— ASSIGNMENT —
Provide an exact reproduction of every entry.

[Point localization data]
────────────────

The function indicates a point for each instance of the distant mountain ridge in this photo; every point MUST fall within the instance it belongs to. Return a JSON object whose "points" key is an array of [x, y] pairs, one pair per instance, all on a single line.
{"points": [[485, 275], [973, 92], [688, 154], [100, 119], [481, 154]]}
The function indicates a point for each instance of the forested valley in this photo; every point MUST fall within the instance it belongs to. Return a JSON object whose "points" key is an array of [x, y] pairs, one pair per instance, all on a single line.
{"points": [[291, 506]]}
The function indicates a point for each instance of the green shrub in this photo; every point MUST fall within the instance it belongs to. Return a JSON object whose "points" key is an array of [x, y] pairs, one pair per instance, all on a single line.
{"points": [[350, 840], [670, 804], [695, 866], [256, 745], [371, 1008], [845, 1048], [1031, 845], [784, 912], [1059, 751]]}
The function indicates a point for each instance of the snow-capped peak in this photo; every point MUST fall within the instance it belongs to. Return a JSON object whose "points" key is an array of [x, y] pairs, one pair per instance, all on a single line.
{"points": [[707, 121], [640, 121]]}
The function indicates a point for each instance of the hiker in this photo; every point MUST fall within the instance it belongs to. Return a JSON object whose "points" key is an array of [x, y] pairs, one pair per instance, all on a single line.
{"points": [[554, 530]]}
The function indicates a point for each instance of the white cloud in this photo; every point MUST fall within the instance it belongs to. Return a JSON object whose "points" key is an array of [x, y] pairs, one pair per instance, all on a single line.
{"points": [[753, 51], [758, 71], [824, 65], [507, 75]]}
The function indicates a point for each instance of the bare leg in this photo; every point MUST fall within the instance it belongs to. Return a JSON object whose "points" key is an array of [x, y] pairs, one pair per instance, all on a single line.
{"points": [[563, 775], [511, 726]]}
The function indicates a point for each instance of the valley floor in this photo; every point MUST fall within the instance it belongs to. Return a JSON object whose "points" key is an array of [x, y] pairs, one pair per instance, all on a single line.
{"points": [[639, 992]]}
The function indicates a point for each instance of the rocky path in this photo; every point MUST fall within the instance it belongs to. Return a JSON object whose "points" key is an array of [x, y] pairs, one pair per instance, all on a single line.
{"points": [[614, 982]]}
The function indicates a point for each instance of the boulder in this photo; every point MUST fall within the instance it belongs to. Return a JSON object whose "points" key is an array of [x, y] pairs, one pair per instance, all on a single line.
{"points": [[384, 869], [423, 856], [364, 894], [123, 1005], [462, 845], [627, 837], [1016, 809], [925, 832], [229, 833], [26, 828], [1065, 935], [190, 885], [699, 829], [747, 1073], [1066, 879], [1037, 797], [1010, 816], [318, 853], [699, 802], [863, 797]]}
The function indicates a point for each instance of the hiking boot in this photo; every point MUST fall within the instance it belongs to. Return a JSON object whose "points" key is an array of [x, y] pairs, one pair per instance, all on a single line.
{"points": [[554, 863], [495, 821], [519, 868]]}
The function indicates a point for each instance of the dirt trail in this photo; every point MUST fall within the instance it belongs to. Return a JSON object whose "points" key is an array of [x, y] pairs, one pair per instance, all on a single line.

────────────────

— RESPONSE TO THE TASK —
The function indicates a point for each instance of the distant mountain ridge in this photo; every point MUST fall within the instance it belongs to. Return a JSON object whose "points" key is an array of [x, y] pairs, one pair per instance, all on a single line.
{"points": [[485, 275], [973, 92], [688, 154], [100, 119], [481, 154]]}
The function indicates a point for each instance of the forested valley in this photo; every point MUST fall within the instance it belongs to. Return a JSON object whose "points" key is an array of [x, y] pairs, one pair per instance, all on a single line.
{"points": [[291, 506]]}
The function indicates a point for each instance of the green shrub in this photo; every point MUST fall within the instance it belongs to. Return a JSON object whose "points" key is an array of [x, y] pairs, one pair per instance, all on a single line.
{"points": [[350, 840], [670, 804], [695, 866], [256, 745], [371, 1008], [845, 1048], [1031, 845], [784, 912], [1059, 751]]}
The function indicates a point for each instance of the snow-capped peak in this photo; every point MUST fall within the instance it belongs to. Return a JSON object whose "points" key is an array of [x, y] pairs, one pair per instance, all on a single line.
{"points": [[707, 121], [640, 121]]}
The function indicates a point for each instance of the hiker in this photo; every point MUST fall within the instance it belongs to. Return a JSON object whose "points" key is an array of [x, y] pairs, one pair per instance, all on a single line.
{"points": [[554, 530]]}
The function indicates a point for each instance of the white cloud in this photo; every point MUST fall within the instance it belongs to. Return a JSON object whose "points" key is an array of [x, y] pairs, one pair per instance, all on a single line.
{"points": [[753, 51], [758, 71], [824, 65], [507, 75]]}
The function indicates a point for each instance of the bare leg in this photo; every point MUST fall within the instance it belongs to. Return a JSON object whose "points" key is an array of [x, y] pairs, one pair per instance, all on a single line.
{"points": [[563, 775], [511, 726]]}
The function indicates a point for each instance of the valley floor in this photo; every point MUST fall within the instance it belongs to. Return a JSON object whose "points" key is an array of [x, y] pairs, one pair per instance, all on a single line.
{"points": [[639, 992]]}
The function indicates a point for each instance of the rocky path in this photo; every point MUST fall within the instance it belongs to. Return a JSON object whose "points" key is an array of [x, y] pairs, one pair per instance, all on a single line.
{"points": [[614, 982]]}
The function indicates a point for each instance of the boulder in this photo; every point MUST fall within the instance it belongs to. Return a JSON object whose "points" key is an array of [x, y] pairs, one pair per instance, all on a single line.
{"points": [[384, 869], [423, 856], [364, 894], [123, 1005], [462, 845], [627, 837], [1016, 809], [925, 832], [229, 833], [26, 828], [1065, 935], [190, 885], [699, 829], [747, 1073], [1066, 879], [1037, 797], [1010, 816], [318, 853], [699, 802], [863, 797]]}
The function indicates a point for each instance of the hiking boot in this photo; every point MUST fall within the instance it belongs to. Return a JSON object whose "points" key is an array of [x, y] pairs, one pair per instance, all on a single line.
{"points": [[554, 863], [495, 821], [519, 868]]}
The function indicates a point for each instance of the dirt trail in this photo; every point MUST fall within the instance it belongs to. Return a JSON object whose "points" key is an array of [x, y] pairs, one pair per instance, all on a single line.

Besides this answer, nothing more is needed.